Directions –
Filter the listing below and copy each line containing the word "sofa", matching case exactly.

%%

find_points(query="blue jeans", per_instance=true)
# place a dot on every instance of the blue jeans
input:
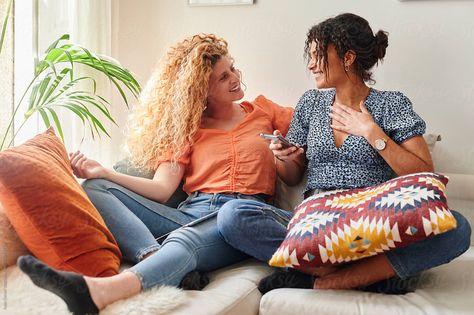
(136, 221)
(257, 229)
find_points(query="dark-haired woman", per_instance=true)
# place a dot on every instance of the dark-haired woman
(348, 136)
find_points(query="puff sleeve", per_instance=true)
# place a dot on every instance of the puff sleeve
(400, 120)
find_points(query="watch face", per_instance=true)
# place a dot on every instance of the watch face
(379, 144)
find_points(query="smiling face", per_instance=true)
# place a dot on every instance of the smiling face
(327, 74)
(224, 82)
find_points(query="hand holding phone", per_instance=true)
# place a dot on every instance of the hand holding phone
(278, 138)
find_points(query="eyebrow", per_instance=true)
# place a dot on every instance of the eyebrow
(225, 72)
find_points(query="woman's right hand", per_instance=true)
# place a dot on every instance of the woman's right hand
(287, 154)
(86, 168)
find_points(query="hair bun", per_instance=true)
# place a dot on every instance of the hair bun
(381, 43)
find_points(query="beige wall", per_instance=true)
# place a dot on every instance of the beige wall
(429, 58)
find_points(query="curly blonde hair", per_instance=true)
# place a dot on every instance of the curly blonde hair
(170, 107)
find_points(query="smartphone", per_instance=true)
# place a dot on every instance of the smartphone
(285, 143)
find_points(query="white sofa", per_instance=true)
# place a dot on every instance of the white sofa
(448, 289)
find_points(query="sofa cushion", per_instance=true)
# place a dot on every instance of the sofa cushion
(442, 290)
(11, 245)
(51, 212)
(346, 225)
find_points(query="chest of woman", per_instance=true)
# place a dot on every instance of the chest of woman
(324, 145)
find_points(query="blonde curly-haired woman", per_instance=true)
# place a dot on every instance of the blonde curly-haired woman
(190, 127)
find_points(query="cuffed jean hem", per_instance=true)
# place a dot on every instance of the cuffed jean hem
(143, 252)
(139, 276)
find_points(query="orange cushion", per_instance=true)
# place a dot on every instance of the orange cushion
(51, 212)
(11, 247)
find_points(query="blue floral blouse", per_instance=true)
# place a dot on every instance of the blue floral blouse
(355, 163)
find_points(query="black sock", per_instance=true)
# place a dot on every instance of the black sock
(194, 280)
(71, 287)
(285, 279)
(393, 285)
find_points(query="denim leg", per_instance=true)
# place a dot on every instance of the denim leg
(253, 227)
(431, 252)
(134, 220)
(194, 247)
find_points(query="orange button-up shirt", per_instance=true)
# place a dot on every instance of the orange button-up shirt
(237, 160)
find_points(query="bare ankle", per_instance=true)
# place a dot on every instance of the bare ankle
(95, 292)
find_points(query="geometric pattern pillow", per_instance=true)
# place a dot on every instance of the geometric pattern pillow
(346, 225)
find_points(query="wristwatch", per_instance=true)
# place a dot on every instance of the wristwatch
(380, 144)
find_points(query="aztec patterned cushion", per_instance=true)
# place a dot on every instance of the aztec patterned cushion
(345, 225)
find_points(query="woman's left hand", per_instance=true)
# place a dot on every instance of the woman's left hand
(348, 120)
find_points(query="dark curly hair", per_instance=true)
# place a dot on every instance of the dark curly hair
(346, 32)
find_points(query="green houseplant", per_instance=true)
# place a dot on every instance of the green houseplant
(55, 86)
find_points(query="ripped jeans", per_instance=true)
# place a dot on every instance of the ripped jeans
(136, 222)
(258, 229)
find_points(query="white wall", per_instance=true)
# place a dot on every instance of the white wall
(429, 58)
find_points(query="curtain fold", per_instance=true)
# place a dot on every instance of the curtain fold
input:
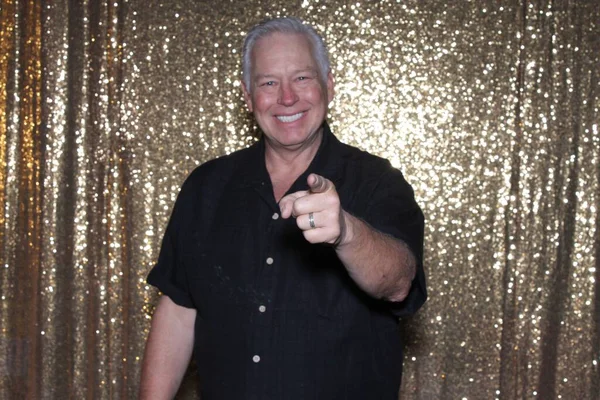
(491, 109)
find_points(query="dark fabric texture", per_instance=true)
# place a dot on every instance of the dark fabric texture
(278, 317)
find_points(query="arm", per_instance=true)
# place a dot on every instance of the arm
(168, 350)
(381, 265)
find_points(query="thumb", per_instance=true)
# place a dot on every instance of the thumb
(318, 184)
(286, 204)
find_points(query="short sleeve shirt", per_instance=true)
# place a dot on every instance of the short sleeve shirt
(278, 317)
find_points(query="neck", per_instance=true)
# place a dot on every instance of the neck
(291, 161)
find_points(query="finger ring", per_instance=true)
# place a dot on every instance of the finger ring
(311, 220)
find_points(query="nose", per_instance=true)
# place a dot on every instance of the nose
(287, 95)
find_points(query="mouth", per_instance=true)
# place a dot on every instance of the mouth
(290, 118)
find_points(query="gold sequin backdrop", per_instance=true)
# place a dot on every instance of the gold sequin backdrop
(490, 108)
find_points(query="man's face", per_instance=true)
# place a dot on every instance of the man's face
(288, 99)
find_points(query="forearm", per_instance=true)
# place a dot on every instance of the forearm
(168, 350)
(381, 265)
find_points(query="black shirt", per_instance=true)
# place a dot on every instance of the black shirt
(278, 317)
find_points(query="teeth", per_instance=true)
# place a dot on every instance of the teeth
(289, 118)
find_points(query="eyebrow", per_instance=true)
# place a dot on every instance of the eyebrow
(298, 71)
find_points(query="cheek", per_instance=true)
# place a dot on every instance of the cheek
(262, 102)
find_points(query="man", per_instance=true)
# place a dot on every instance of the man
(285, 265)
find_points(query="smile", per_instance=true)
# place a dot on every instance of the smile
(290, 118)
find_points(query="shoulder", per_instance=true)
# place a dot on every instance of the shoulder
(217, 168)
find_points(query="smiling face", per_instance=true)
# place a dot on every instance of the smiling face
(288, 98)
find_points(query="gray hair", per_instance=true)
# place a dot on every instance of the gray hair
(289, 25)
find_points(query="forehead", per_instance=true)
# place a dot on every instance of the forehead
(282, 49)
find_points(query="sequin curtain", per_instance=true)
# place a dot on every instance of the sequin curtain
(489, 107)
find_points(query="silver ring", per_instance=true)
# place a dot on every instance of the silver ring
(311, 220)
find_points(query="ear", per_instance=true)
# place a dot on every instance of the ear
(247, 97)
(330, 87)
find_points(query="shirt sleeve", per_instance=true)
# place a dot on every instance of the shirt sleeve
(168, 275)
(393, 210)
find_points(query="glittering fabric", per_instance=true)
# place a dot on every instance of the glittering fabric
(490, 109)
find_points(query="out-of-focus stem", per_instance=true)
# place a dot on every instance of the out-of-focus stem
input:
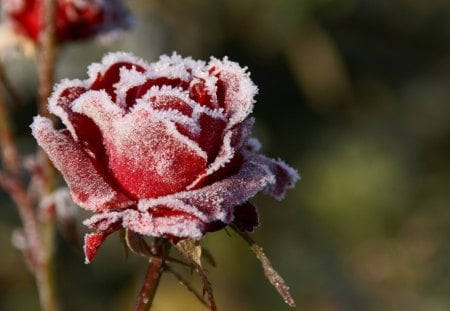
(153, 275)
(274, 278)
(46, 60)
(47, 55)
(9, 152)
(8, 86)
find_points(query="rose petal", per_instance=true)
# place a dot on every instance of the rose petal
(235, 89)
(285, 176)
(88, 188)
(217, 200)
(176, 225)
(147, 155)
(93, 241)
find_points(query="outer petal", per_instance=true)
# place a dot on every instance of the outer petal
(285, 176)
(88, 188)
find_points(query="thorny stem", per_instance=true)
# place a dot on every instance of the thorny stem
(160, 248)
(8, 149)
(274, 278)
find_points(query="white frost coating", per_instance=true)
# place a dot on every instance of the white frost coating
(219, 198)
(173, 204)
(55, 108)
(224, 156)
(285, 176)
(171, 115)
(183, 95)
(60, 198)
(174, 67)
(88, 188)
(240, 89)
(129, 78)
(110, 59)
(98, 106)
(209, 83)
(125, 128)
(11, 6)
(146, 224)
(103, 221)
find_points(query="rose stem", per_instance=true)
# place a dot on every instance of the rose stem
(160, 248)
(274, 278)
(46, 59)
(9, 86)
(11, 182)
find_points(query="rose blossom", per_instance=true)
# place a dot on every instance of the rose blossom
(75, 19)
(162, 149)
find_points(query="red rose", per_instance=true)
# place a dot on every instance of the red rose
(75, 19)
(162, 149)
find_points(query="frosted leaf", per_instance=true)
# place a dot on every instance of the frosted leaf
(88, 188)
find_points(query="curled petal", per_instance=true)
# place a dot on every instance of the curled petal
(235, 89)
(88, 188)
(147, 155)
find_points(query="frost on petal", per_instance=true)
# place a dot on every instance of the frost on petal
(228, 159)
(147, 155)
(235, 89)
(88, 188)
(92, 243)
(175, 67)
(218, 199)
(104, 75)
(175, 225)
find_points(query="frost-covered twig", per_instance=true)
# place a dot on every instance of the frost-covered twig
(274, 278)
(154, 272)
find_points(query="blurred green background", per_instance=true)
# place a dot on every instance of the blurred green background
(355, 94)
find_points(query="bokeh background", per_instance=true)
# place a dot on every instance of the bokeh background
(355, 94)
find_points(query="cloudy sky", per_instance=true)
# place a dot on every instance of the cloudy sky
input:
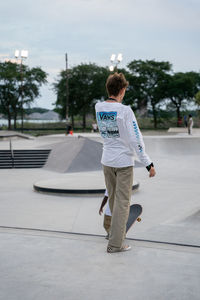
(91, 30)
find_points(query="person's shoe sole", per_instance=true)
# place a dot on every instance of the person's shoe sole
(115, 250)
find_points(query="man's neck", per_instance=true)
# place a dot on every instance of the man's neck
(114, 99)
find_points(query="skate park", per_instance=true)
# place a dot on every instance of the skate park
(53, 243)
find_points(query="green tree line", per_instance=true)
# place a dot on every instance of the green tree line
(18, 84)
(152, 85)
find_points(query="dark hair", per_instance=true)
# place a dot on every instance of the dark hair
(115, 83)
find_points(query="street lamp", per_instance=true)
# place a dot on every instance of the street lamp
(115, 60)
(69, 129)
(21, 56)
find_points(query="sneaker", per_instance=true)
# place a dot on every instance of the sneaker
(122, 249)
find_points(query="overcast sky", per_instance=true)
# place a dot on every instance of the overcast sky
(91, 30)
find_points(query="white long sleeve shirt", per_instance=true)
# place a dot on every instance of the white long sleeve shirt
(121, 135)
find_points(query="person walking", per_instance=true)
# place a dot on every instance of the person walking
(121, 136)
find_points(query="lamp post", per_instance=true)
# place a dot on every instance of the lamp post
(21, 56)
(67, 90)
(115, 60)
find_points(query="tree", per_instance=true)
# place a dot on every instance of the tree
(147, 82)
(86, 85)
(17, 82)
(181, 88)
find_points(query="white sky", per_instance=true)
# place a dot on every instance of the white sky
(91, 30)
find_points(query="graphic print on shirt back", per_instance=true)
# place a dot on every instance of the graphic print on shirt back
(107, 123)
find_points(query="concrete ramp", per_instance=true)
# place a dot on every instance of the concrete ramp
(172, 146)
(75, 155)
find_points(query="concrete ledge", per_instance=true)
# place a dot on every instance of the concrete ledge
(82, 183)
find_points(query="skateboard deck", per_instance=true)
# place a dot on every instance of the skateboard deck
(134, 214)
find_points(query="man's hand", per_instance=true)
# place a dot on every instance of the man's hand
(152, 172)
(100, 211)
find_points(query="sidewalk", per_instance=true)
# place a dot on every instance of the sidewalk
(42, 265)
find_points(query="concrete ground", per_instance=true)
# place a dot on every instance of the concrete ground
(43, 257)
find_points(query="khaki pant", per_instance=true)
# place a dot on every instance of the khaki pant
(119, 186)
(107, 223)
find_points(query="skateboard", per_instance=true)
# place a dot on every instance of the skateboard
(134, 214)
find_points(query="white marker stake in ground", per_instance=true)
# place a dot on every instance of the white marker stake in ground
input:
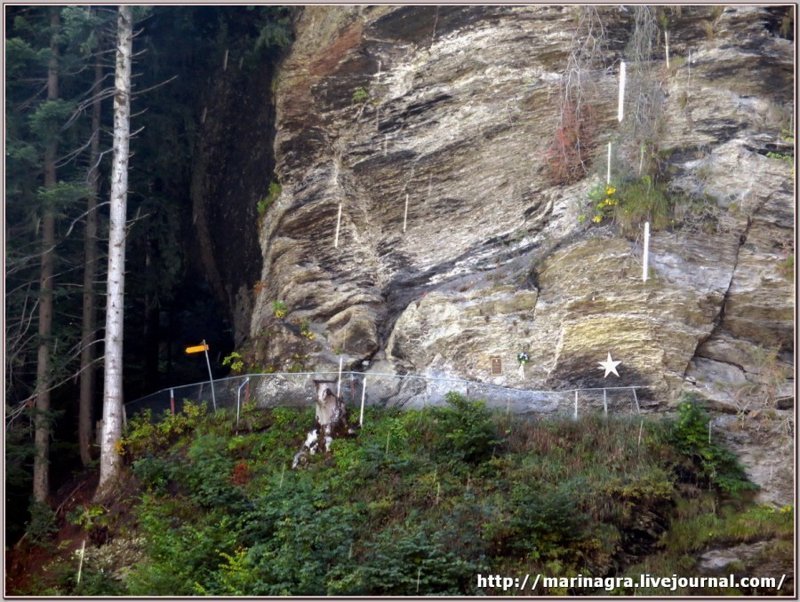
(363, 397)
(620, 110)
(338, 224)
(646, 251)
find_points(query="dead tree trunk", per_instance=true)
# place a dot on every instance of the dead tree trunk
(41, 461)
(110, 460)
(330, 422)
(88, 333)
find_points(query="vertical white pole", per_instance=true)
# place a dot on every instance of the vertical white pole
(338, 224)
(646, 251)
(339, 380)
(641, 428)
(210, 377)
(363, 397)
(620, 110)
(575, 415)
(641, 159)
(80, 564)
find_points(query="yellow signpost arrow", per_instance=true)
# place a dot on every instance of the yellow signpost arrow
(203, 348)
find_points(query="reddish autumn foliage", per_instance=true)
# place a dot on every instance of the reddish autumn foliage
(569, 152)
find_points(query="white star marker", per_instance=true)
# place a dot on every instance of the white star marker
(609, 366)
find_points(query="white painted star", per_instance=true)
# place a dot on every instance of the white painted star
(609, 366)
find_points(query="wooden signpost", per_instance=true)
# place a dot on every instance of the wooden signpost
(203, 348)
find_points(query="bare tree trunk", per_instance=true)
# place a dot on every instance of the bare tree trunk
(110, 460)
(41, 472)
(330, 422)
(90, 271)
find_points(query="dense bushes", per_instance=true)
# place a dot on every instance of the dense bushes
(418, 504)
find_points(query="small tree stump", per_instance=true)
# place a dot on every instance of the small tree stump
(330, 422)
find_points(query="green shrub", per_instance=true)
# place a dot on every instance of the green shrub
(640, 201)
(713, 464)
(360, 95)
(465, 429)
(407, 561)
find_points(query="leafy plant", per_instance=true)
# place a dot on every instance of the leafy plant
(266, 201)
(714, 464)
(639, 201)
(279, 309)
(42, 523)
(466, 429)
(569, 152)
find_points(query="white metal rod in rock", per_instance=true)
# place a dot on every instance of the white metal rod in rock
(363, 398)
(641, 159)
(80, 563)
(620, 109)
(338, 225)
(339, 378)
(645, 254)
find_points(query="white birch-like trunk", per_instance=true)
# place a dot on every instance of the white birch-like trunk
(110, 460)
(89, 274)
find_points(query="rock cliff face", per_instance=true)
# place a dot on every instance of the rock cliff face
(429, 127)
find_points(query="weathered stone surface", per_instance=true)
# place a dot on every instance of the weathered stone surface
(493, 259)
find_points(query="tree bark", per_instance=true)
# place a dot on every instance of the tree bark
(88, 335)
(330, 422)
(41, 472)
(110, 460)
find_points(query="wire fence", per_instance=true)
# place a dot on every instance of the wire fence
(359, 389)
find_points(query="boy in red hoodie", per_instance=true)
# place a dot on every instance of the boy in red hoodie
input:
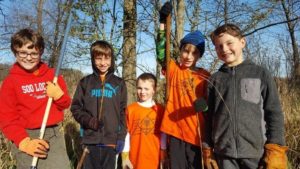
(23, 99)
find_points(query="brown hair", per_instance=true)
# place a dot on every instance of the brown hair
(148, 76)
(25, 36)
(228, 28)
(102, 47)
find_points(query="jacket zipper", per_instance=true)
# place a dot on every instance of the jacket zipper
(235, 113)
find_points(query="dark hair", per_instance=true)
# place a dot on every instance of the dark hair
(229, 28)
(102, 47)
(147, 76)
(25, 36)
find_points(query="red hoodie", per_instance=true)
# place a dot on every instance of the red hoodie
(23, 101)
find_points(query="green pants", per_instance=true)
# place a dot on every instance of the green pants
(57, 155)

%%

The answer –
find_points(query="white sofa", per_instance=true)
# place a dot on every instance of the white sofa
find_points(query="sofa cushion", per_instance=true)
# place a dot on every instance of the sofa cushion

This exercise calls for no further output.